• _ASSIGNMENT_
The records below must be reproduced exactly. Strip out the pictures.

┏━━

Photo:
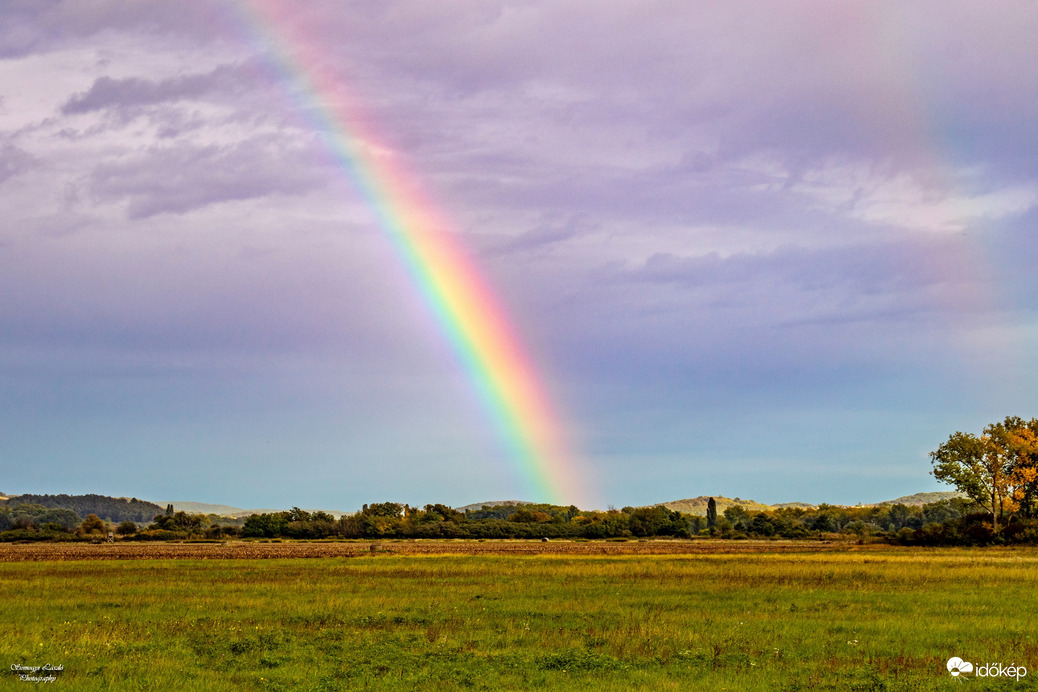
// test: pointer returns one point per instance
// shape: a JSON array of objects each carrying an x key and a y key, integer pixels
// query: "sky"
[{"x": 776, "y": 251}]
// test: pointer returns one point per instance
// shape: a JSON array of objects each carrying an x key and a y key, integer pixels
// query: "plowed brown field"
[{"x": 303, "y": 549}]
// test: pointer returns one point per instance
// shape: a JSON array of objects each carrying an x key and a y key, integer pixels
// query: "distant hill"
[
  {"x": 924, "y": 498},
  {"x": 109, "y": 508},
  {"x": 493, "y": 503},
  {"x": 226, "y": 510},
  {"x": 698, "y": 505}
]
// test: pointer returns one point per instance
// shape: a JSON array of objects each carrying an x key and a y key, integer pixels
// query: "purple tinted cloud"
[
  {"x": 123, "y": 93},
  {"x": 180, "y": 178}
]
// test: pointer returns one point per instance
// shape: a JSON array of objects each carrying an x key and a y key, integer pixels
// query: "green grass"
[{"x": 877, "y": 620}]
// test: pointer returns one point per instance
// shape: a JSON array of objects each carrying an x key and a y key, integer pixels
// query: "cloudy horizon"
[{"x": 773, "y": 252}]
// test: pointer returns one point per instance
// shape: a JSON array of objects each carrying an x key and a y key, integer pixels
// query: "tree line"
[{"x": 996, "y": 471}]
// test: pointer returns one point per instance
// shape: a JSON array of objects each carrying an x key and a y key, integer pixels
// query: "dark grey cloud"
[{"x": 106, "y": 92}]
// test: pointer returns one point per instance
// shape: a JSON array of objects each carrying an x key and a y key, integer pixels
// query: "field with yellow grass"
[{"x": 486, "y": 615}]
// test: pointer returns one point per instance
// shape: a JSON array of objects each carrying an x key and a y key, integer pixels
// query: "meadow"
[{"x": 707, "y": 616}]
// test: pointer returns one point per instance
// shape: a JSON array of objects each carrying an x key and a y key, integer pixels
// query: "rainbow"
[{"x": 470, "y": 317}]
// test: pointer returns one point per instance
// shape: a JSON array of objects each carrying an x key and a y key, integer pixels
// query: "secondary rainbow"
[{"x": 469, "y": 315}]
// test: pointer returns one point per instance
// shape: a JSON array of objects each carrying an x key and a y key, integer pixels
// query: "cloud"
[
  {"x": 180, "y": 178},
  {"x": 14, "y": 161},
  {"x": 125, "y": 93}
]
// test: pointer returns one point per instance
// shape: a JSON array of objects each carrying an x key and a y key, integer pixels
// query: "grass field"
[{"x": 724, "y": 617}]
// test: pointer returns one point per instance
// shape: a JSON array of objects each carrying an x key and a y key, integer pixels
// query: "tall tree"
[{"x": 996, "y": 469}]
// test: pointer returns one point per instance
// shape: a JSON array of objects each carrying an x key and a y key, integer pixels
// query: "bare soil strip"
[{"x": 303, "y": 549}]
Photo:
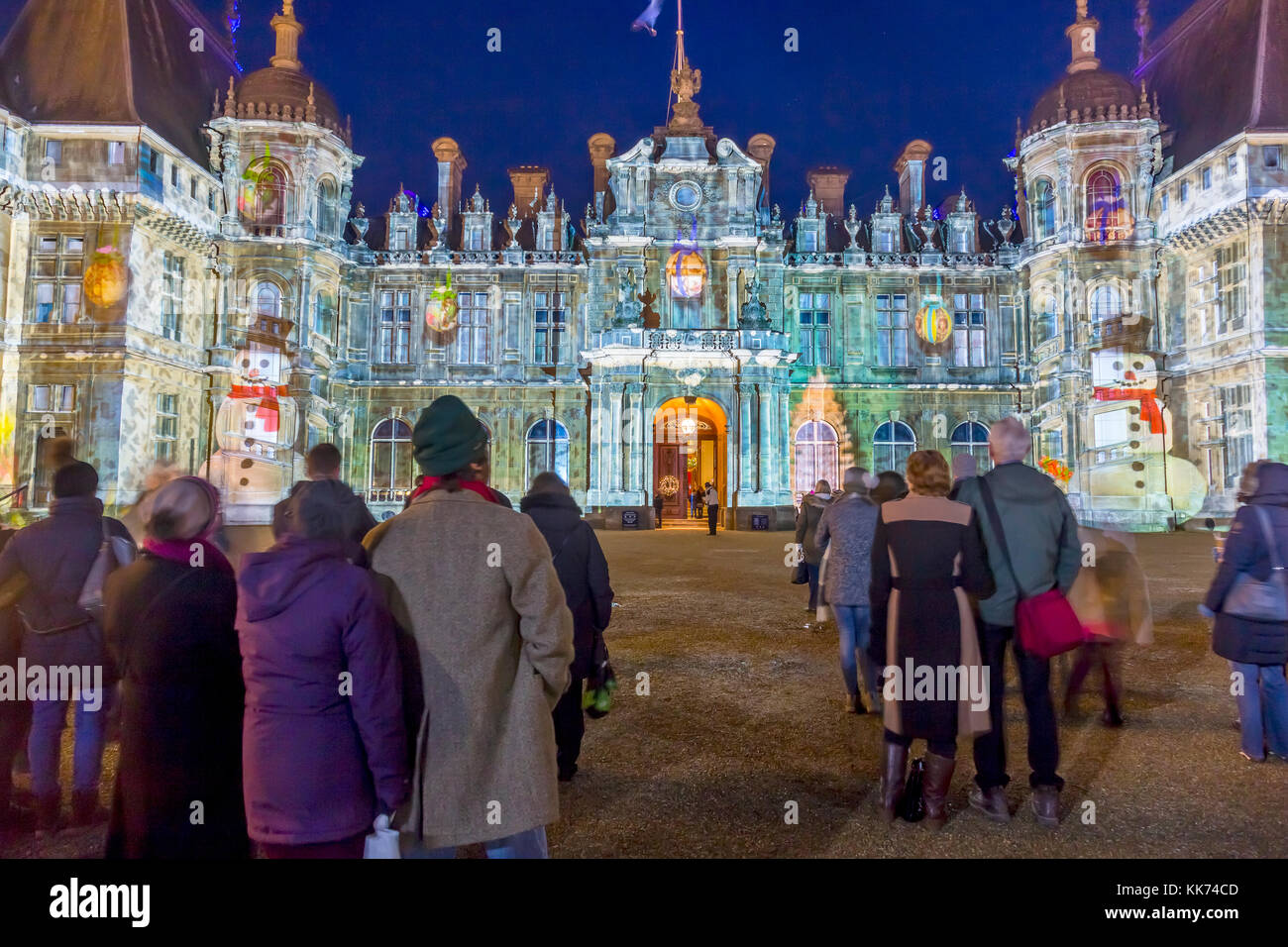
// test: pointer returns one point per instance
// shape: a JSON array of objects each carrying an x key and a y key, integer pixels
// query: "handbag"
[
  {"x": 382, "y": 841},
  {"x": 112, "y": 553},
  {"x": 1253, "y": 599},
  {"x": 1046, "y": 624},
  {"x": 912, "y": 804}
]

┗━━

• _WRITTEN REPLY_
Photo:
// test: pointer returns one point per instance
// shape: a JSON array of objects each carrying an x key and a y key, integer pixels
// query: "sky"
[{"x": 776, "y": 251}]
// test: pointer returns one point per instance
// shape: a JSON array of objects each carrying an x key and a y key, integer pixels
// query: "plowed brown field"
[{"x": 303, "y": 549}]
// test: pointer returns one point per instance
// shape: a JSON array of objects each carrying an x key and a y key, integer pixels
// query: "distant hill"
[
  {"x": 924, "y": 498},
  {"x": 109, "y": 508},
  {"x": 493, "y": 503},
  {"x": 226, "y": 510},
  {"x": 698, "y": 505}
]
// test: pointer returns one point per instance
// shape: a JSON array of objects each carrying an x key and a y key, integer pixels
// query: "purple tinted cloud"
[
  {"x": 123, "y": 93},
  {"x": 180, "y": 178}
]
// test: pointer returns one point per instance
// shape: a JSON array of objects each carrying an x key and a y key, integer pixels
// query: "green grass"
[{"x": 877, "y": 620}]
// test: pointer returns one point per instance
// shape: a JSON array of objects each carrying an x key and a y key, integer pixels
// query: "cloudy horizon"
[{"x": 773, "y": 252}]
// test: pointer returns one point per instance
// shape: a JSON array of objects each carrying an x key and a y key, integer pixels
// query: "tree line"
[{"x": 996, "y": 471}]
// test: pointer returns one point per instance
// shape: a JSON array of objects each carrying an x key and a y key, integer pixels
// query: "dark grey cloud"
[{"x": 106, "y": 92}]
// test: pointer returns one point per instance
// shape: a JSON array of objects each carrying an x key and a y key, integer pixels
// query: "field with yellow grass"
[{"x": 486, "y": 615}]
// test: pointer returns one point per instance
// shape: a JSON array of objects each carrying an x key and a y key, integer pixels
// query: "meadow"
[{"x": 707, "y": 616}]
// test: pointer returns one point per instance
// shape: a JSON array of objects each carrying an x key and a y key, integer pixels
// query: "rainbow"
[{"x": 470, "y": 317}]
// test: pointer returns one point per instance
// shape: a JSON array of objects each carrying an x key and a y key, integer pixels
// query: "secondary rainbow"
[{"x": 469, "y": 315}]
// test: pointer returns one point per instance
// shape: a JSON array of objects each carrying an x key and a y key, integer pixels
// query: "cloud"
[
  {"x": 180, "y": 178},
  {"x": 14, "y": 161},
  {"x": 125, "y": 93}
]
// test: pointer returns one point per instance
// shape: a JSON array of objects each carrying an x key and a y key, integer pixels
// query: "grass field"
[{"x": 724, "y": 617}]
// test: pointer returns one point per instance
// shape: a JSON array of objects each carrying an x key and a y key, integer pixels
// query: "tall tree"
[{"x": 996, "y": 469}]
// test: pointer returns one point per instance
// shape: a JSON array of objects each carrying an x key and a y key, integer pixels
// query: "bare soil strip"
[{"x": 303, "y": 549}]
Photo:
// test: pointer returns one point per instance
// shape: a JSON array of objects each carrying an x key and a y key, integer pixels
// query: "handbag"
[
  {"x": 382, "y": 841},
  {"x": 112, "y": 553},
  {"x": 1253, "y": 599},
  {"x": 1046, "y": 624},
  {"x": 912, "y": 804}
]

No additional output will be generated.